■ **WHAT THIS TASK INVOLVES**
Rewrite all of the records below, replacing "one marker apiece" with "one mark each" and changing nothing else. Leave the pictures out of your version.

___ THE DATA

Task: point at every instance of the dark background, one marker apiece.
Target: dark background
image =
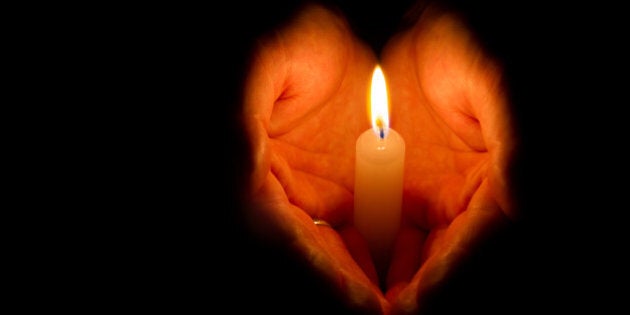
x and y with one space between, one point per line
184 157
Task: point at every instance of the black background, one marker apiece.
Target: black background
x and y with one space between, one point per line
179 160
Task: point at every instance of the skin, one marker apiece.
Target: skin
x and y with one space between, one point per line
304 107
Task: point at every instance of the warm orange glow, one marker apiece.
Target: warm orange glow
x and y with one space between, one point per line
379 105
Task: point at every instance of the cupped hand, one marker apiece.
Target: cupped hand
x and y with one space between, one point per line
304 106
450 105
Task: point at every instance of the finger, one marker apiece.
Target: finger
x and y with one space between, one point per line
320 248
482 220
406 259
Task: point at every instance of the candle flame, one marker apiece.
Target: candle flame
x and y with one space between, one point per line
379 105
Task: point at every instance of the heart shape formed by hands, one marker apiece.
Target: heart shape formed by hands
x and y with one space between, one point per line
304 107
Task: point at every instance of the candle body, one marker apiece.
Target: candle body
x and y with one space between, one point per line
378 190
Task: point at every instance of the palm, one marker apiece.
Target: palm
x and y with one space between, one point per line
305 107
448 105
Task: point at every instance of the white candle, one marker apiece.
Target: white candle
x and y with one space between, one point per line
378 186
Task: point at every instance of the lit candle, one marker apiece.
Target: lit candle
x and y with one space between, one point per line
379 166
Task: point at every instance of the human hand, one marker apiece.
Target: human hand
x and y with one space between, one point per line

______

■ **IN RESPONSE**
Task: point at every instance of the dark background, one mark each.
Target: dark background
image =
x and y with one space between, one point per line
184 157
Task: point at every instance of the black background, one mark each.
Target: black background
x and y with one space between, one point per line
179 160
Task: point at every instance of the skin, one mark each.
Target: skin
x and y with one space between, one point per line
304 107
Task: point at every instance of the warm orange glow, one mark each.
Target: warm orange glow
x and y with one space between, one point per line
379 105
Task: point at every instance of the cupped hand, one mark each.
Target: cupped hand
x and y with one space between, one point per line
304 106
450 105
Task: point at every instance of the finger, one mark each.
Target: finger
x and y with one space between, one point per line
320 248
482 220
406 259
Task: point at every instance of the candle flame, one mark each.
Target: candle flame
x and y with one space between, one point per line
379 105
Task: point at every instance of the heart shape formed by hands, one mark each.
Target: heart shape formed by hands
x and y with one space between, one point per line
304 107
Task: point at every instance of the candle body, one mark each.
Target: candle body
x and y with one space between, one point per line
378 190
Task: point at every instance of the palm, one mark each.
Target: palm
x and y with one space between, one point per line
305 107
448 105
Task: point at every instance of the white candle, one mark each.
Target: white candle
x and y with one space between, one point per line
378 186
Task: point at every instance of the lit candle, one mark each.
Target: lit candle
x and y with one space between, one point per line
379 166
Task: point at every instance of the human hand, one mark each.
Target: human hand
x and y with one space between, one point per line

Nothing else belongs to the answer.